Please pick out each line in the rows below that contains the word "grass", and copy those lines.

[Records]
'''

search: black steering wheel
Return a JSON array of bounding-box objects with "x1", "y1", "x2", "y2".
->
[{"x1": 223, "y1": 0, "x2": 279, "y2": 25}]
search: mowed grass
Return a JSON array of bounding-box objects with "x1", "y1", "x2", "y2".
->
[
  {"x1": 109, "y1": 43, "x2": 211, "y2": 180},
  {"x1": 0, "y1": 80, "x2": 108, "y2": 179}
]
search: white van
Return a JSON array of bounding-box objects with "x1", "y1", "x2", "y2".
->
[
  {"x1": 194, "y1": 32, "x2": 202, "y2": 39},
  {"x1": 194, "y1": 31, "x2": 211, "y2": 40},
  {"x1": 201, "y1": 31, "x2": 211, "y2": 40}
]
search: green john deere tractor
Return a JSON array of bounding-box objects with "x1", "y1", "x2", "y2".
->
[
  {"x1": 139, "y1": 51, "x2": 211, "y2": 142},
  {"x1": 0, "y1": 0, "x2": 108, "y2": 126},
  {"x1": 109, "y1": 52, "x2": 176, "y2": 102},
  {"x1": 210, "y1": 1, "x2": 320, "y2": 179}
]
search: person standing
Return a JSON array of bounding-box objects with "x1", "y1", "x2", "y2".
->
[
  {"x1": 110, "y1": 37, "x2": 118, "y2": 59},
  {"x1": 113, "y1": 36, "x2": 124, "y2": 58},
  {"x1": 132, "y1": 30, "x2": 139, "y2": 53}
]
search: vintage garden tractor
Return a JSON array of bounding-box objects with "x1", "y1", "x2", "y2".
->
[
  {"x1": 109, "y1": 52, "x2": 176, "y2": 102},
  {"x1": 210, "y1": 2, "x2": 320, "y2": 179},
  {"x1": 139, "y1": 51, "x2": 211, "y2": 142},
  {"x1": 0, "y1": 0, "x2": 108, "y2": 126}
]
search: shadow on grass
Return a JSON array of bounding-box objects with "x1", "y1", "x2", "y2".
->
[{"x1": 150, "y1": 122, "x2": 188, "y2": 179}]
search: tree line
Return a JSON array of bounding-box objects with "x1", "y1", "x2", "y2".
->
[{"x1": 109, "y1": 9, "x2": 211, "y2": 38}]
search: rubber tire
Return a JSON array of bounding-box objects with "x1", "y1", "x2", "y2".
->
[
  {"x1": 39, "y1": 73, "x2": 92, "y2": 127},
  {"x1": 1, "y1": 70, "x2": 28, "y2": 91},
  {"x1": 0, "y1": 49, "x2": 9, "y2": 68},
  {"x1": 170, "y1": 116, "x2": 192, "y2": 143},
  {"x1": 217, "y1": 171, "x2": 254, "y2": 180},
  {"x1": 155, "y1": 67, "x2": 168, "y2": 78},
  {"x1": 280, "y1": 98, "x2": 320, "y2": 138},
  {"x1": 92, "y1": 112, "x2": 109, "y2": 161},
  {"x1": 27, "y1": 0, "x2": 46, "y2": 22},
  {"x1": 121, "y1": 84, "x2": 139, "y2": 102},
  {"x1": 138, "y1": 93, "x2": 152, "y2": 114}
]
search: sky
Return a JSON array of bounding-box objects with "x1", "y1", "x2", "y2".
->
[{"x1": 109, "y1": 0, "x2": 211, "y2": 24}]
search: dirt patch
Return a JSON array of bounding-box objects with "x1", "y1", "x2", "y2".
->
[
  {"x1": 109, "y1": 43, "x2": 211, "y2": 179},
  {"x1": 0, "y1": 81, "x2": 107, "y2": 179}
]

'''

- [RESPONSE TO THIS TASK]
search: mowed grass
search: shadow on grass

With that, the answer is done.